_TAREA BREVE_
Extraiga del material siguiente cada línea que contenga la palabra "lamp". Distinga entre mayúsculas y minúsculas.

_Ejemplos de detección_
........

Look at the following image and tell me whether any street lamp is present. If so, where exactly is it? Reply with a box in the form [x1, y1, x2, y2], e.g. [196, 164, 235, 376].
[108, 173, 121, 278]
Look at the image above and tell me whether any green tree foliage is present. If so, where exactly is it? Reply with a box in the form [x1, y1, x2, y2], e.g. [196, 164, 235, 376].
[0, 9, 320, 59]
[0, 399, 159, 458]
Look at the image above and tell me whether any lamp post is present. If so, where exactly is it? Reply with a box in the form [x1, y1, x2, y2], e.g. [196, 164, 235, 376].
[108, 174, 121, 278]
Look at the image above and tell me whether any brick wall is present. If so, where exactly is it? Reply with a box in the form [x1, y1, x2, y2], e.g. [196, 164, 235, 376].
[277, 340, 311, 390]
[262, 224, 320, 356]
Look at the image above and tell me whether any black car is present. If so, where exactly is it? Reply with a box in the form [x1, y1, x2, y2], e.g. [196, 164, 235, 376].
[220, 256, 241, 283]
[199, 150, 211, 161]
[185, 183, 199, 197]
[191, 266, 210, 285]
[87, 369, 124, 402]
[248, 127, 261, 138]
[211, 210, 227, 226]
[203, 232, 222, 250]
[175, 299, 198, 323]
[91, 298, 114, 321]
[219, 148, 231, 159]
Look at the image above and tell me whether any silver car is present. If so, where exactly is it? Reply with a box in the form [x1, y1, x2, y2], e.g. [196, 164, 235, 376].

........

_RESPUESTA COMPLETA_
Look at the following image and tell me whether any street lamp is present. If so, where exactly is it? Reply with a box in the form [x1, y1, x2, y2], e.g. [196, 164, 235, 376].
Look at the image above and tell me whether any lamp post is present. If so, where exactly is it? Reply with a box in the form [x1, y1, x2, y2], e.g. [196, 164, 235, 376].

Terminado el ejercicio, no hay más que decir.